[Stored items]
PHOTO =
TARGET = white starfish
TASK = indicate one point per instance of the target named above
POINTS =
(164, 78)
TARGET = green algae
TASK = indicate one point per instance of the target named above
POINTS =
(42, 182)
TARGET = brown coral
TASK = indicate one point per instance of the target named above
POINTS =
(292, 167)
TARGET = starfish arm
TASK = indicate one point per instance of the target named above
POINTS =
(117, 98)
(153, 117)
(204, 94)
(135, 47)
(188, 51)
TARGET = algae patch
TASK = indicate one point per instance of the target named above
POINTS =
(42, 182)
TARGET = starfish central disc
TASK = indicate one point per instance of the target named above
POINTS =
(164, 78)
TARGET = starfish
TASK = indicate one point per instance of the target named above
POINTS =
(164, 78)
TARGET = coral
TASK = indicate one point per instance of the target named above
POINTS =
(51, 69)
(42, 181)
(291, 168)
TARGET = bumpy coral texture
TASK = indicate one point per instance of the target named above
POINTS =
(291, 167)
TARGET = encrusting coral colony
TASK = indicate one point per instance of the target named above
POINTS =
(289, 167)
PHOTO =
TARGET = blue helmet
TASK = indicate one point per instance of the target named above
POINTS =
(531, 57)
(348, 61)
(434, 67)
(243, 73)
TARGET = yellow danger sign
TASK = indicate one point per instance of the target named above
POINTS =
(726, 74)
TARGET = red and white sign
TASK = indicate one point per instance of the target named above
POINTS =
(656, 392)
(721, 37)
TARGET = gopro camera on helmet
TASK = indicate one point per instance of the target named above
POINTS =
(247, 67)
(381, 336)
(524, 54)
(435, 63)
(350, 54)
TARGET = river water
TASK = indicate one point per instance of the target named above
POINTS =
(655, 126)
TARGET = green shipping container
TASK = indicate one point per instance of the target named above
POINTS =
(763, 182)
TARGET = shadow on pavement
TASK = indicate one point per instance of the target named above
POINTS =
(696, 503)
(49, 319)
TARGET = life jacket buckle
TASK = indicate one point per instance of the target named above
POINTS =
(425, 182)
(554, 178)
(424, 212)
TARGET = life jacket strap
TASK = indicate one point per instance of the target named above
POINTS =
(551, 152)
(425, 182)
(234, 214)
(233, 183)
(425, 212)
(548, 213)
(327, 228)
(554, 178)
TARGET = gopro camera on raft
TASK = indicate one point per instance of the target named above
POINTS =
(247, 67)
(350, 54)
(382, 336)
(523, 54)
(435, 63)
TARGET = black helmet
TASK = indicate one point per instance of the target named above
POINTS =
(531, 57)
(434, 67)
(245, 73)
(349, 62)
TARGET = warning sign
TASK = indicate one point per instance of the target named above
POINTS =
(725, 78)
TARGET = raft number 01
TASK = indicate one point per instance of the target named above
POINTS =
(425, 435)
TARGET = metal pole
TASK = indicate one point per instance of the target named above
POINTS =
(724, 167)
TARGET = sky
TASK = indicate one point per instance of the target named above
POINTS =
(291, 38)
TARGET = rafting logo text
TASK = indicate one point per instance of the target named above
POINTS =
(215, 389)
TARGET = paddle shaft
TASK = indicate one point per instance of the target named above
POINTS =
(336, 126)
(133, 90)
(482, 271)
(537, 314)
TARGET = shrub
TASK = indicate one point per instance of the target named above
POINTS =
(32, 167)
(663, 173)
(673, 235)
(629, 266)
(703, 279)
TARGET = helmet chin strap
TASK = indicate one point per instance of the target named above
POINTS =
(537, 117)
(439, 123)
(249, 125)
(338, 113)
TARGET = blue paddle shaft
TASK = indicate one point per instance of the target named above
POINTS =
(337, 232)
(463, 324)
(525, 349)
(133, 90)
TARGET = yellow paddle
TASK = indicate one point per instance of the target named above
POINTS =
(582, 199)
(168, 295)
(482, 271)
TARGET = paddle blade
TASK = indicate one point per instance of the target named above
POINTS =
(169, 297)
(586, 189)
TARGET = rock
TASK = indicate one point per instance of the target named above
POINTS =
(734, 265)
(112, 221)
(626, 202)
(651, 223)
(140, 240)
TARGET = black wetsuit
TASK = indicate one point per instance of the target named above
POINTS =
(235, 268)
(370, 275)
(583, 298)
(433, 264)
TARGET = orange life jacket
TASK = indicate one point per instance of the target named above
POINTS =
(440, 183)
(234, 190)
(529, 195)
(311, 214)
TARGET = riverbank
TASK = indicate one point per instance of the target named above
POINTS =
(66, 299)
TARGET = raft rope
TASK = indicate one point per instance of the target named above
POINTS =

→ Assignment: Your task is to restate every record word for word.

→ Reply to the task:
PHOTO =
TARGET = white starfish
TASK = indicate one point per instance of the target named above
POINTS =
(164, 78)
TARGET = green algae
TASK = indicate one point per instance of the target named above
POINTS =
(42, 182)
TARGET = brown coral
TASK = indicate one point per instance of the target named above
POINTS =
(292, 167)
TARGET = starfish arm
TASK = indicate one point per instance of the target named above
POINTS =
(117, 98)
(153, 117)
(204, 94)
(135, 47)
(188, 51)
TARGET = algae patch
TASK = indicate one point per instance of the target named above
POINTS =
(42, 182)
TARGET = starfish central disc
TASK = indicate one point per instance of the target named above
POINTS =
(164, 78)
TARGET = starfish
TASK = indicate one point per instance of the target named above
POINTS =
(164, 78)
TARGET = coral
TASK = indicate one point per instance of the target named above
POINTS =
(51, 69)
(42, 181)
(291, 168)
TARGET = bumpy coral texture
TASK = indicate one point per instance of the target named above
POINTS =
(291, 167)
TARGET = encrusting coral colony
TASK = indicate one point per instance of the target named above
POINTS =
(289, 167)
PHOTO =
TARGET = blue helmet
TASK = indicate one point per instance of the target named above
POINTS =
(531, 57)
(348, 61)
(434, 67)
(243, 73)
TARGET = yellow danger sign
TASK = indicate one point per instance of the target named above
POINTS =
(726, 74)
TARGET = red and white sign
TASK = indicate one point per instance of the target named above
POINTS =
(656, 392)
(721, 37)
TARGET = gopro camera on helmet
TASK = indicate one point per instance of the target named above
POINTS =
(247, 67)
(381, 336)
(524, 54)
(435, 63)
(350, 54)
TARGET = river water
TASK = indicate one point per instance of the target named above
POINTS =
(655, 126)
TARGET = green shipping container
TASK = indicate one point per instance of the target named above
POINTS =
(763, 182)
TARGET = shadow on pavement
TASK = indicate one point per instance of the target named above
POINTS =
(696, 503)
(49, 319)
TARGET = life jacket buckle
TASK = indicate one point per instance of the target named above
POINTS =
(425, 182)
(554, 178)
(424, 212)
TARGET = life jacket strap
TASK = indicate one point per instance of the target named above
POINTS =
(551, 152)
(425, 182)
(234, 214)
(233, 183)
(425, 212)
(548, 213)
(327, 228)
(554, 178)
TARGET = gopro camera on raft
TASK = indicate one point per instance of the target named above
POINTS =
(247, 67)
(350, 54)
(382, 336)
(523, 54)
(435, 63)
TARGET = black helmet
TASK = indicate one point per instance of the target named above
POINTS =
(531, 57)
(434, 67)
(245, 73)
(349, 62)
TARGET = warning sign
TASK = indicate one point per instance of the target named above
POINTS =
(725, 78)
TARGET = raft number 01
TASK = indicate one point per instance of the target named above
POINTS =
(425, 435)
TARGET = metal pole
TASK = indicate one point per instance of the target named above
POINTS =
(724, 167)
TARGET = sky
TASK = indicate one point per instance of the target named above
POINTS =
(291, 38)
TARGET = rafting logo text
TASK = indicate one point per instance of the target named above
POINTS =
(215, 389)
TARGET = paddle shaft
TASK = indicate one point per instance of the target named above
POINTS =
(336, 126)
(133, 90)
(482, 271)
(537, 314)
TARGET = shrub
TASK = indicate one point per instance of the target named above
POINTS =
(32, 167)
(663, 173)
(673, 235)
(629, 266)
(703, 279)
TARGET = helmet chin strap
TASK = indicate one point per instance of the target named above
POINTS =
(537, 117)
(439, 123)
(249, 125)
(338, 113)
TARGET = blue paddle shaft
TASK = indicate one point per instance of the target named above
POINTS =
(337, 232)
(463, 324)
(525, 349)
(133, 90)
TARGET = yellow paddle
TASK = indicate one point per instance of the target named above
POINTS =
(582, 199)
(168, 295)
(482, 271)
TARGET = paddle blade
TASK = indicate one point per instance of the target named above
POINTS =
(169, 297)
(586, 189)
TARGET = rock
TASK = indicate one point per instance of the target named above
POINTS =
(734, 265)
(112, 221)
(626, 202)
(651, 223)
(140, 240)
TARGET = black wetsuit
TASK = indicate one point per instance of the target named above
POINTS =
(235, 268)
(370, 275)
(583, 298)
(433, 264)
TARGET = orange life jacket
TASK = indicate one point per instance of the target named above
POINTS =
(440, 183)
(234, 190)
(529, 195)
(311, 214)
TARGET = riverbank
TASK = indicate one point per instance of the target named above
POINTS =
(66, 299)
TARGET = raft rope
TASK = indicate one point per instance of the target named above
POINTS =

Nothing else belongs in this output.